- **About this exercise**
Count the lines of the items below that contain the string "order", treating uppercase and lowercase as distinct, and give only the number.

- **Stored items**

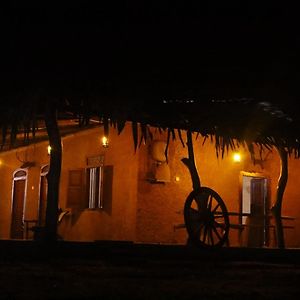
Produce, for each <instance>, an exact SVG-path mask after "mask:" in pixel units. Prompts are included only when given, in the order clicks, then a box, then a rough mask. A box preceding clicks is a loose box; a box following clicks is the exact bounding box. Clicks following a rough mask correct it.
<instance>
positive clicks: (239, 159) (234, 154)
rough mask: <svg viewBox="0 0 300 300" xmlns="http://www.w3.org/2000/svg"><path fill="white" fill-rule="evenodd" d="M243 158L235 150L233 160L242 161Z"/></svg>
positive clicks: (234, 161)
mask: <svg viewBox="0 0 300 300" xmlns="http://www.w3.org/2000/svg"><path fill="white" fill-rule="evenodd" d="M241 160H242V157H241V154H240V153H238V152H235V153H234V154H233V161H234V162H241Z"/></svg>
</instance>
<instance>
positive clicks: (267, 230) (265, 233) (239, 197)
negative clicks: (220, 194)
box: [239, 171, 271, 246]
mask: <svg viewBox="0 0 300 300" xmlns="http://www.w3.org/2000/svg"><path fill="white" fill-rule="evenodd" d="M244 176H247V177H252V178H257V179H264V180H266V188H265V189H264V192H265V197H264V201H265V203H264V210H265V214H264V215H265V218H264V226H263V227H264V229H263V230H264V233H263V235H264V237H263V246H267V244H268V241H269V233H268V228H269V219H268V212H267V210H268V209H269V205H270V195H271V194H270V178H269V176H267V175H265V174H264V173H259V172H246V171H241V172H240V180H239V181H240V182H239V224H241V225H243V224H244V219H243V177H244ZM250 205H251V203H250Z"/></svg>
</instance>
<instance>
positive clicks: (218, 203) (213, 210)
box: [211, 203, 220, 214]
mask: <svg viewBox="0 0 300 300" xmlns="http://www.w3.org/2000/svg"><path fill="white" fill-rule="evenodd" d="M219 207H220V203H218V204H217V205H216V206H215V208H214V209H213V210H212V211H211V212H212V213H213V214H214V213H215V212H216V211H217V209H218V208H219Z"/></svg>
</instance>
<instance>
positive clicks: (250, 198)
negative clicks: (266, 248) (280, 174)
mask: <svg viewBox="0 0 300 300" xmlns="http://www.w3.org/2000/svg"><path fill="white" fill-rule="evenodd" d="M248 182H249V192H250V195H249V200H250V203H249V204H250V211H249V212H250V216H249V217H248V221H247V227H248V237H247V246H248V247H264V246H265V245H266V243H267V231H266V225H267V212H266V211H267V179H266V178H263V177H261V178H257V177H253V178H251V179H250V181H248Z"/></svg>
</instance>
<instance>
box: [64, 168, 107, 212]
mask: <svg viewBox="0 0 300 300" xmlns="http://www.w3.org/2000/svg"><path fill="white" fill-rule="evenodd" d="M112 186H113V166H110V165H108V166H89V167H88V168H86V169H74V170H69V176H68V189H67V204H66V207H68V208H71V209H73V210H83V209H86V208H88V209H95V208H101V209H102V210H103V211H105V212H106V213H108V214H111V209H112V191H113V189H112Z"/></svg>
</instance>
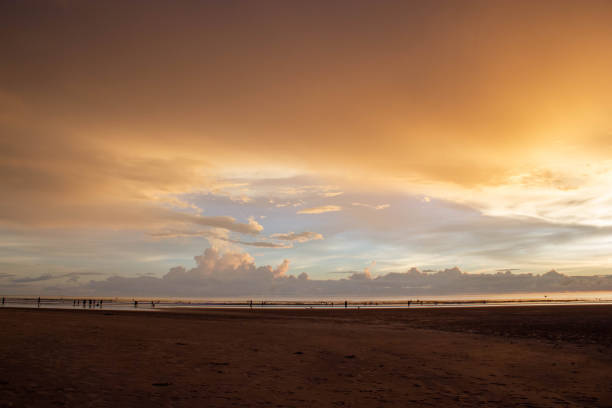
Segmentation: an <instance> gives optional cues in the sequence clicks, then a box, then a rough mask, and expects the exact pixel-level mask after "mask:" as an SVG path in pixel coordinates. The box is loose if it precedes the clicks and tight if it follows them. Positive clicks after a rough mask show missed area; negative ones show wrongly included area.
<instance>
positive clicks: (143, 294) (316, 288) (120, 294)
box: [2, 248, 612, 298]
mask: <svg viewBox="0 0 612 408" xmlns="http://www.w3.org/2000/svg"><path fill="white" fill-rule="evenodd" d="M194 260H195V263H196V266H195V267H193V268H191V269H187V268H185V267H183V266H177V267H174V268H171V269H170V270H169V271H168V273H166V274H165V275H163V276H162V277H159V278H157V277H153V276H139V277H132V278H127V277H120V276H113V277H110V278H107V279H105V280H91V281H89V282H88V283H83V284H80V285H72V286H69V287H64V288H63V289H62V288H59V287H58V286H55V287H54V289H55V290H61V293H67V291H68V289H70V290H69V291H72V292H74V293H75V294H85V293H92V294H94V293H95V294H97V295H106V296H110V295H123V296H189V297H209V298H210V297H216V298H218V297H226V298H231V297H268V298H274V297H292V296H293V297H296V298H297V297H310V298H325V297H335V296H359V297H364V296H367V297H371V298H380V297H390V296H392V297H398V298H418V297H423V296H427V295H458V296H459V295H464V294H482V295H483V297H486V295H489V294H502V293H506V294H508V293H517V294H518V293H528V292H531V293H542V292H564V293H565V292H567V293H568V296H569V297H571V295H570V294H569V293H570V292H572V291H602V290H612V275H611V276H567V275H565V274H562V273H559V272H557V271H555V270H551V271H549V272H547V273H545V274H542V275H535V274H531V273H523V274H518V273H512V272H511V271H505V272H497V273H489V274H486V273H465V272H463V271H461V269H459V268H458V267H453V268H448V269H444V270H440V271H429V272H426V271H421V270H419V269H418V268H410V269H408V270H407V271H405V272H389V273H386V274H382V275H379V276H377V277H373V276H372V274H371V270H372V268H373V267H374V265H375V263H374V262H372V263H371V264H370V265H369V266H368V267H366V268H365V269H364V271H363V272H350V273H351V275H350V276H349V277H347V278H342V279H327V280H326V279H310V277H309V276H308V274H307V273H305V272H302V273H300V274H299V275H298V276H297V277H296V276H293V275H290V274H289V264H290V263H289V260H287V259H285V260H283V261H282V262H281V263H280V264H279V265H278V266H276V267H273V266H270V265H264V266H257V265H256V264H255V260H254V258H253V257H252V256H251V255H249V254H248V253H245V252H240V251H232V250H227V251H221V250H219V249H216V248H207V249H206V250H205V251H204V253H203V254H202V255H199V256H196V257H194ZM68 275H69V274H65V275H63V276H66V277H67V276H68ZM58 277H60V276H59V275H56V276H52V275H50V274H45V275H41V276H38V277H34V278H22V279H15V280H13V282H14V283H15V284H21V285H22V284H29V283H36V282H41V281H46V280H51V279H56V278H58ZM19 287H20V288H23V286H19ZM2 288H3V289H6V288H8V287H7V286H6V285H4V286H2ZM49 291H51V289H49Z"/></svg>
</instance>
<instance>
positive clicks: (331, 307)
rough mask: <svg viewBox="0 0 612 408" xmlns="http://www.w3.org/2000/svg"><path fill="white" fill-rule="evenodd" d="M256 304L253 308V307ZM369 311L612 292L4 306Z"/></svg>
mask: <svg viewBox="0 0 612 408" xmlns="http://www.w3.org/2000/svg"><path fill="white" fill-rule="evenodd" d="M251 301H252V306H251ZM345 301H347V303H348V304H347V307H348V308H351V309H354V308H367V309H397V308H444V307H495V306H528V305H550V306H553V305H555V306H560V305H573V304H589V305H599V304H612V292H558V293H512V294H508V293H504V294H495V293H490V294H469V295H465V294H462V295H442V296H423V297H420V298H416V297H415V298H397V297H395V298H377V299H372V298H365V297H361V298H342V297H334V298H328V299H312V298H310V299H306V298H304V299H296V298H291V299H290V298H272V299H262V298H247V297H245V298H240V299H237V298H234V299H221V298H219V299H197V298H126V297H112V298H111V297H103V298H97V299H91V298H82V297H40V300H39V298H38V297H33V296H5V297H3V298H0V307H20V308H53V309H85V310H137V311H138V310H140V311H161V310H165V309H166V310H167V309H175V308H185V309H193V308H228V309H229V308H234V309H235V308H243V309H245V308H251V307H253V308H257V309H332V308H333V309H343V308H344V307H345V305H344V302H345Z"/></svg>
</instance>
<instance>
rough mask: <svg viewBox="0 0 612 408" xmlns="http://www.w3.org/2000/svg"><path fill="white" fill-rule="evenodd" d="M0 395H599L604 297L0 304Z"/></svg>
mask: <svg viewBox="0 0 612 408" xmlns="http://www.w3.org/2000/svg"><path fill="white" fill-rule="evenodd" d="M0 328H1V335H0V406H2V407H6V406H17V407H22V406H31V407H52V406H53V407H55V406H70V407H97V406H114V407H141V406H142V407H152V406H185V407H234V406H241V407H254V406H255V407H291V406H293V407H387V406H388V407H391V406H397V407H406V406H431V407H446V406H450V407H452V406H504V407H505V406H507V407H521V406H522V407H557V406H558V407H605V406H612V306H549V307H531V306H530V307H503V308H502V307H489V308H457V309H420V310H360V311H356V310H349V311H346V310H340V309H338V310H312V311H311V310H255V311H248V310H205V311H172V312H151V313H149V312H116V311H113V312H105V311H104V310H102V311H90V310H74V311H73V310H63V311H62V310H36V309H31V310H28V309H9V308H4V309H0Z"/></svg>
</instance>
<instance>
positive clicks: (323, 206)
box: [297, 205, 342, 214]
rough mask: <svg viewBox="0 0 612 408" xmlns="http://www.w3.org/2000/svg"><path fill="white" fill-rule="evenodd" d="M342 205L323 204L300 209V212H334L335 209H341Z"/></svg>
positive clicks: (311, 212)
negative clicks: (321, 205) (333, 211)
mask: <svg viewBox="0 0 612 408" xmlns="http://www.w3.org/2000/svg"><path fill="white" fill-rule="evenodd" d="M341 210H342V207H340V206H339V205H322V206H319V207H311V208H304V209H303V210H300V211H298V212H297V213H298V214H323V213H326V212H333V211H341Z"/></svg>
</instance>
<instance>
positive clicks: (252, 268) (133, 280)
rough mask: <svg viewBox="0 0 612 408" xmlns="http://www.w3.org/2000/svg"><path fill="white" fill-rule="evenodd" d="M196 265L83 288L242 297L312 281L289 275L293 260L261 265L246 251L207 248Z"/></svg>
mask: <svg viewBox="0 0 612 408" xmlns="http://www.w3.org/2000/svg"><path fill="white" fill-rule="evenodd" d="M194 260H195V262H196V266H195V267H194V268H191V269H186V268H185V267H183V266H177V267H174V268H171V269H170V271H168V273H166V274H165V275H164V276H162V277H161V278H155V277H150V276H141V277H137V278H124V277H119V276H113V277H110V278H108V279H106V280H104V281H91V282H89V284H87V285H86V287H84V288H83V289H86V290H89V291H94V292H96V293H108V294H127V293H132V294H135V295H141V296H151V295H156V296H163V295H173V296H240V295H257V294H264V293H275V292H276V291H277V288H281V287H282V288H284V290H286V289H287V288H288V287H289V286H287V285H291V284H294V283H296V282H298V281H299V282H304V281H307V280H308V276H307V275H302V276H301V277H300V278H299V279H298V278H296V277H295V276H292V275H288V274H287V272H288V271H289V260H287V259H285V260H283V261H282V262H281V264H280V265H278V266H277V267H276V268H274V267H272V266H270V265H265V266H257V265H256V264H255V260H254V259H253V257H252V256H251V255H249V254H248V253H245V252H238V251H225V252H221V251H220V250H218V249H216V248H212V247H211V248H207V249H206V250H205V251H204V253H203V254H202V255H198V256H195V257H194Z"/></svg>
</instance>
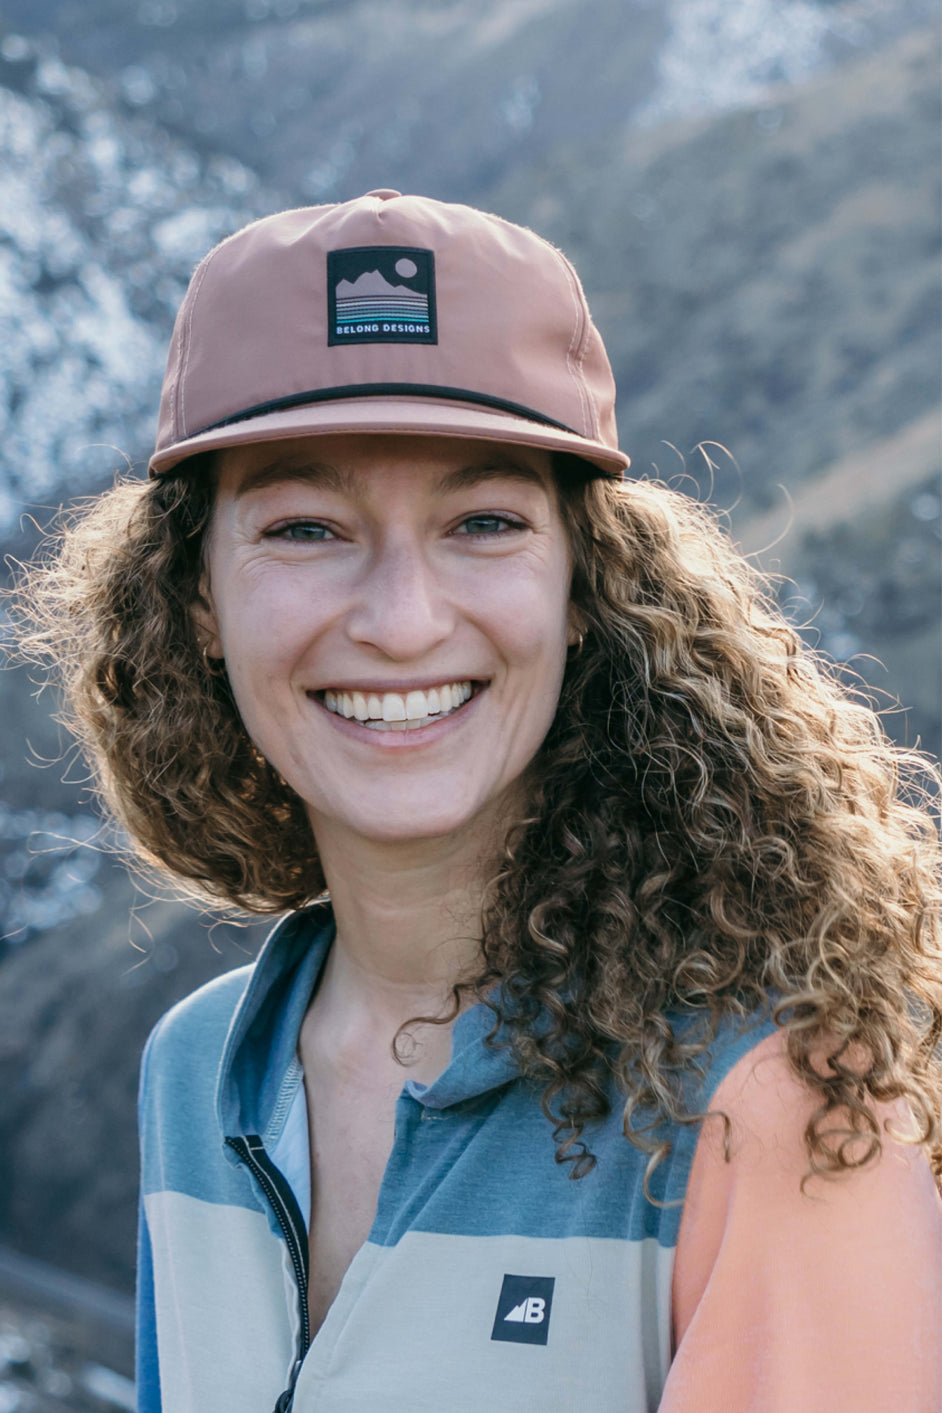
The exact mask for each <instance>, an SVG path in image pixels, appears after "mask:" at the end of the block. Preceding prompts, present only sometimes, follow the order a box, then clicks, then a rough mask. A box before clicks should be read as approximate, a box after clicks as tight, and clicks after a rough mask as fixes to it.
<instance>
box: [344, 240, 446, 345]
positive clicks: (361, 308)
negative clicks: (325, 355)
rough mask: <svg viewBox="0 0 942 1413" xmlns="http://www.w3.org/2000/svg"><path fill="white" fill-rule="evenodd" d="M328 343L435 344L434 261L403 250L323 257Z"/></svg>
mask: <svg viewBox="0 0 942 1413" xmlns="http://www.w3.org/2000/svg"><path fill="white" fill-rule="evenodd" d="M328 321H329V322H328V343H329V345H333V346H336V345H342V343H436V342H438V331H436V324H435V257H434V254H432V252H431V250H415V249H412V247H405V246H359V247H356V249H350V250H330V252H328Z"/></svg>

- **Exercise output**
2